ACTION ITEM. An exact reprint of every record below is required, with the pictures left out.

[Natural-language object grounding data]
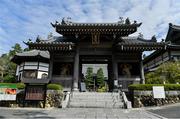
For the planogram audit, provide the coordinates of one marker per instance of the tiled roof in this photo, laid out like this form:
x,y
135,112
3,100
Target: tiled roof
x,y
52,43
138,43
31,56
34,53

ANSWER AREA.
For the planogram audit, provide the coordinates of one marker per instance of the tiled roof in this photo, laid out like this form:
x,y
135,112
3,100
Target: tiled roof
x,y
52,43
138,43
31,56
34,53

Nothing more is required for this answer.